• _WHAT YOU ARE ASKED TO DO_
Rewrite the lines from the one containing "# test: mark the person standing" through the end of the material, swapping "rock" for "boulder" and leaving everything else unchanged.

• _DATA ROWS_
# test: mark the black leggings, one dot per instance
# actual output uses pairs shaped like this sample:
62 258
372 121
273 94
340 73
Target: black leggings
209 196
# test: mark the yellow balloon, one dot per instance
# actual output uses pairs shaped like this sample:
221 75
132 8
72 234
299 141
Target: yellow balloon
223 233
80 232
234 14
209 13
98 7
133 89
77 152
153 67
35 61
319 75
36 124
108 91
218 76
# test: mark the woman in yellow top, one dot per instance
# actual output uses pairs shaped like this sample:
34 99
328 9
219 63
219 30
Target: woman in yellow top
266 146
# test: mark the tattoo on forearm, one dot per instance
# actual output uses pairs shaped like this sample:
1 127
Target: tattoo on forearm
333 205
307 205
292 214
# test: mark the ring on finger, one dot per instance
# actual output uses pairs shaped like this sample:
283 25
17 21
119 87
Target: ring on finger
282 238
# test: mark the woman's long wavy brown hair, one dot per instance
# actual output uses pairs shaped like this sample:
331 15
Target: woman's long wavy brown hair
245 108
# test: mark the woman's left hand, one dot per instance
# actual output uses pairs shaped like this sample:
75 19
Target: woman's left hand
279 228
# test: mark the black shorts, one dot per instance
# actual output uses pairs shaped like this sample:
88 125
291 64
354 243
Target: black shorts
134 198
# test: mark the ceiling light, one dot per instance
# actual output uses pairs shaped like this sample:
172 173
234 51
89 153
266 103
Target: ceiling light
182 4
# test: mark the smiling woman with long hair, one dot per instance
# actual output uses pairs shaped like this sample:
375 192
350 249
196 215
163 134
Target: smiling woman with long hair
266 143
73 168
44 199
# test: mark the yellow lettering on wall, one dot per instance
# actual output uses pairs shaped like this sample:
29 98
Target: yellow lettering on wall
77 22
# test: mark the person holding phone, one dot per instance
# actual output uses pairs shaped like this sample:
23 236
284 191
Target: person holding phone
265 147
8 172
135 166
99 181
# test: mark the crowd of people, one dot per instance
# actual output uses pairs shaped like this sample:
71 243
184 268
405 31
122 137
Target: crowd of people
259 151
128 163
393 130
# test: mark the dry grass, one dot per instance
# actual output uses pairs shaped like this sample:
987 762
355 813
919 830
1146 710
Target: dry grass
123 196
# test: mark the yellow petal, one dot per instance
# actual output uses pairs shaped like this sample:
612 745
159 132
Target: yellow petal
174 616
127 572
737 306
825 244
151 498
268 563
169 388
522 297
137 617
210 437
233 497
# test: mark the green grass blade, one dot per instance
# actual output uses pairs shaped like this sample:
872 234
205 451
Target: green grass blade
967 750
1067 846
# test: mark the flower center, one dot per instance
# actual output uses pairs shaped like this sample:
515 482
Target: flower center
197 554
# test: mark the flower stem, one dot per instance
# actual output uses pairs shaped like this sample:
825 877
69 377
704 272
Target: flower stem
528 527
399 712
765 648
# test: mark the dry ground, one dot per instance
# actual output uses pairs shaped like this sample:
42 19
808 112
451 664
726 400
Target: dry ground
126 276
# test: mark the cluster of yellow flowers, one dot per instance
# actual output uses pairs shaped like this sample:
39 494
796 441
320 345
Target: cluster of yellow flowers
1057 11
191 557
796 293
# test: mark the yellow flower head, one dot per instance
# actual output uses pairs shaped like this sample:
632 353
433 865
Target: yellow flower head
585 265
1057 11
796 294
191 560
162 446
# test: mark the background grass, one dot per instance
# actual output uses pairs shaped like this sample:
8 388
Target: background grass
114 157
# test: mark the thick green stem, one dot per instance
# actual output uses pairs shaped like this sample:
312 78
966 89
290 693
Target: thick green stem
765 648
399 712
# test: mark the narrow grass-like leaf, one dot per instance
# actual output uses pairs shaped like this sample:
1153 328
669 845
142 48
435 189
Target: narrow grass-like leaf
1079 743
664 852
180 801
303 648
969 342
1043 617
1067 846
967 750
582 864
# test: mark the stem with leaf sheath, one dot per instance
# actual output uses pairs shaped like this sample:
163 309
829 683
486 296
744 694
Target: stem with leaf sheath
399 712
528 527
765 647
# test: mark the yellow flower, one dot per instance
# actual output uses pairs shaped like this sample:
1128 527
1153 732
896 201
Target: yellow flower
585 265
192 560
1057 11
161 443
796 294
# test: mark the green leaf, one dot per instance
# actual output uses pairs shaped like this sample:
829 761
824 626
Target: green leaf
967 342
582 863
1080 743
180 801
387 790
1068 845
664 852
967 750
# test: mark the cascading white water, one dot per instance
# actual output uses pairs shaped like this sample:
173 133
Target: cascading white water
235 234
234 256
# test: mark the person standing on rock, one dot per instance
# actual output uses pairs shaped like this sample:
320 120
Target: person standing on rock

• _RESULT FOR THIS EXERCISE_
# test: mark the person standing on boulder, one dot per instance
# actual output uses pairs shaped like this sample:
320 120
Target: person standing on boulder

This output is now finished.